## Challenge A
Please reproduce everything in the passage on plunger lift from "Sufficient gas pressure" down to "and liquid column.".
## Challenge B
Gather every line of the records that contains the string "green", matching its letter case.

** Begin Quoted passage **

Sufficient gas volume is estimated using the rule of thumb “400 standard cubic feet per barrel of liquid per 1,000 feet of lift”. Wells with less gas volume are typically not effective candidates for plunger lift. As an example, an 8,000 feet deep well (bottom hole spring to wellhead) producing 40 bbls/day of liquid require at least 128 mcf/day of gas volume (400 scf X 40 bbls X 8000 / 1000) to lift the liquid to the surface. A well capable of producing greater than 128 mcf/d has sufficient gas volume for a plunger to surface the liquid column. Observing the actual flow rate when the well is liquid loaded may lead to erroneous assumptions, as plunger lift may be able to prevent liquid from resettling in the well after it’s been unloaded.

Sufficient gas pressure to operate a plunger lift system is best evaluated using the Foss and Gaul equation, yet can be approximated by the rule of thumb requiring the available well pressure to be at least two times the pressure generated by the tubing liquid column. Lift pressure is the numerical difference in casing and line pressure, while liquid load is the numerical difference in casing and tubing pressure. When lift pressure is capable of building in a reasonable period to at least two times the liquid load, the well has sufficient pressure to surface the plunger and liquid column.

** End Quoted passage **
** Begin Exercise materials **

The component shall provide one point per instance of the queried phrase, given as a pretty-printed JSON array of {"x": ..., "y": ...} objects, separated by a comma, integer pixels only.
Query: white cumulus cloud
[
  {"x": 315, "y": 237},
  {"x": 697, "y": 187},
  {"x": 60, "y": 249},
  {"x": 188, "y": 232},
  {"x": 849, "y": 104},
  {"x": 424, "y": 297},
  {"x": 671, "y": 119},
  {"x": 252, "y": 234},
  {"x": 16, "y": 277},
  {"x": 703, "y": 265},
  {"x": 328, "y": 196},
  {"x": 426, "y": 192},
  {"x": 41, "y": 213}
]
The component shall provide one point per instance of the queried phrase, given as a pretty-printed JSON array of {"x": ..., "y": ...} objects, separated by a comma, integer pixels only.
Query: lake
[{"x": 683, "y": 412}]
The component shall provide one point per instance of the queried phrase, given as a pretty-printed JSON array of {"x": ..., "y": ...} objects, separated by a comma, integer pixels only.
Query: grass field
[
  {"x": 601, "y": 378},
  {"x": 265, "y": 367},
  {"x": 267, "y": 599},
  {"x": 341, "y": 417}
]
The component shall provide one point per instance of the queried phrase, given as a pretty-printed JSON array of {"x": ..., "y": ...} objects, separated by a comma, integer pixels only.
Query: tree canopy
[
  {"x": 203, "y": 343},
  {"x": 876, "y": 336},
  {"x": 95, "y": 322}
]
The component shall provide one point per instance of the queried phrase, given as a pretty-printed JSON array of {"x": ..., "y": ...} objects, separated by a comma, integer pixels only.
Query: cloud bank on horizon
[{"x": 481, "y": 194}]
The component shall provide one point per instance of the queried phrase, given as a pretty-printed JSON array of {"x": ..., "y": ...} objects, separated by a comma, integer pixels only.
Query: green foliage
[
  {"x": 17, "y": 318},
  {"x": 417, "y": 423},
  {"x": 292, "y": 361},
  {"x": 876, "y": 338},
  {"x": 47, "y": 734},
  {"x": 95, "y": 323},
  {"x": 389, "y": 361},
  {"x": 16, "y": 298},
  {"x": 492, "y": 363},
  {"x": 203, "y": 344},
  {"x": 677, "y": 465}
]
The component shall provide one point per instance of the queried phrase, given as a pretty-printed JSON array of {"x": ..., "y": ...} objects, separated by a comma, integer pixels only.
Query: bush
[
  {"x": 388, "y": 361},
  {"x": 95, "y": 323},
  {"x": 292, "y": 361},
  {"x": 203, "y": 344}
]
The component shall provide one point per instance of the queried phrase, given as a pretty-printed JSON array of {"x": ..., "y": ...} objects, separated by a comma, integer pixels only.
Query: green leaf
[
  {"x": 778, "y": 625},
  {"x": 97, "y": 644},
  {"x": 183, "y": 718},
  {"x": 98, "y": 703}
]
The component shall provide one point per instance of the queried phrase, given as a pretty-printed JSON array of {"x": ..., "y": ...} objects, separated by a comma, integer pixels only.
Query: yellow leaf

** End Exercise materials **

## Final answer A
Sufficient gas pressure to operate a plunger lift system is best evaluated using the Foss and Gaul equation, yet can be approximated by the rule of thumb requiring the available well pressure to be at least two times the pressure generated by the tubing liquid column. Lift pressure is the numerical difference in casing and line pressure, while liquid load is the numerical difference in casing and tubing pressure. When lift pressure is capable of building in a reasonable period to at least two times the liquid load, the well has sufficient pressure to surface the plunger and liquid column.

## Final answer B
Query: green foliage
Query: green leaf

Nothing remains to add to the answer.